> _Written request_
Count how many lines in the data below contain the string "surface" and reply with that number alone.

━━━━━━━━━━━━━━━━━━━━━━━━━━━━━━

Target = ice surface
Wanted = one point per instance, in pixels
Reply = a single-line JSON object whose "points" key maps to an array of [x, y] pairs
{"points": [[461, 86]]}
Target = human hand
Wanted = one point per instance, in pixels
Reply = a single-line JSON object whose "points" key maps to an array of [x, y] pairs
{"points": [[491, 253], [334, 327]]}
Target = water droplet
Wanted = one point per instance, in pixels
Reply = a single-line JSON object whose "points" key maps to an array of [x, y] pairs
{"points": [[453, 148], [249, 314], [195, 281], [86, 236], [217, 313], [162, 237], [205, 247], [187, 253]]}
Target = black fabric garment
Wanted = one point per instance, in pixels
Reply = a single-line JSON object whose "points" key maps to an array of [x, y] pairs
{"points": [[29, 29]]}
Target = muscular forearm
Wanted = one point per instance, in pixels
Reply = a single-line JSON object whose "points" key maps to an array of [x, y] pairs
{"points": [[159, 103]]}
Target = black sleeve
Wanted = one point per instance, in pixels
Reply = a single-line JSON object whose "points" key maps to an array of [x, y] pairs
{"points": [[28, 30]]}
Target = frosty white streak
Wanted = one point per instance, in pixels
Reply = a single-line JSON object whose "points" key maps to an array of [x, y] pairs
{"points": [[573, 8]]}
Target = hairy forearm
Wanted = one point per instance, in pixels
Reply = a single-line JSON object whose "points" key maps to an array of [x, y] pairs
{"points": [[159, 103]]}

━━━━━━━━━━━━━━━━━━━━━━━━━━━━━━

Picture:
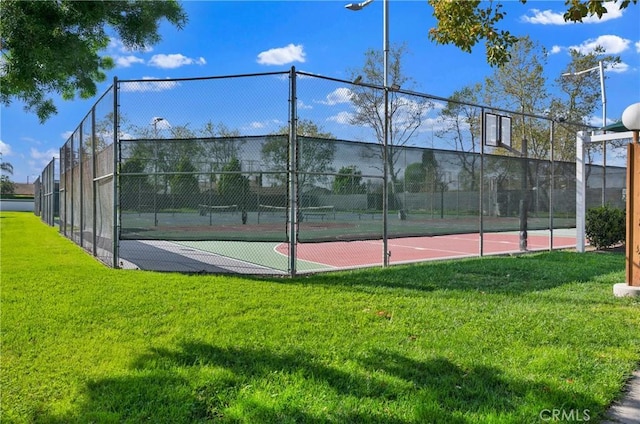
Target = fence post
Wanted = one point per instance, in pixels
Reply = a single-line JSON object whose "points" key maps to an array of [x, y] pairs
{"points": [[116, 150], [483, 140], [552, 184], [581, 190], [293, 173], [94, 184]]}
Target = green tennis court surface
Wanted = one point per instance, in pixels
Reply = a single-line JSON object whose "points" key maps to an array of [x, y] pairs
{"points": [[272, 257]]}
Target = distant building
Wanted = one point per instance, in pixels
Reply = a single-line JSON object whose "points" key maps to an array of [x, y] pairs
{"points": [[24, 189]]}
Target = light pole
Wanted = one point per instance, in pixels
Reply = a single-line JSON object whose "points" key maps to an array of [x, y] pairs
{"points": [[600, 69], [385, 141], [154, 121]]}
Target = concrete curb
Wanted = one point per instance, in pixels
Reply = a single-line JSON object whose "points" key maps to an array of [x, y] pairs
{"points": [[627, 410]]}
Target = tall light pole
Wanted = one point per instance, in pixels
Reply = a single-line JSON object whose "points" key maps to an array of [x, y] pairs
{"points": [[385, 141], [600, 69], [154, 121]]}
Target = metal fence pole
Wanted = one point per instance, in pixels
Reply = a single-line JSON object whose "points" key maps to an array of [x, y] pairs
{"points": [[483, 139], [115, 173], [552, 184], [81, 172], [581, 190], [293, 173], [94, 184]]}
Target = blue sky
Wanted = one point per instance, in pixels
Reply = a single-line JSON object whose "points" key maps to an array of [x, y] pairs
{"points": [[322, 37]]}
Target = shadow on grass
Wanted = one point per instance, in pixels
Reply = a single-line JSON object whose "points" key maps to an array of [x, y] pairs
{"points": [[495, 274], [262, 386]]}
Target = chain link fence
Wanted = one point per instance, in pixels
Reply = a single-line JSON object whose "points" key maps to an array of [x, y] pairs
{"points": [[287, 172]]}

━━━━━━━━━━━━━━━━━━━━━━━━━━━━━━

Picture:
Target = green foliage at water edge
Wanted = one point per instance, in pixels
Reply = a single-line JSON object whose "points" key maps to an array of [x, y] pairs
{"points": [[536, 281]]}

━━━━━━━━━━━━━━━━━━━━━━━━━━━━━━

> _Output_
2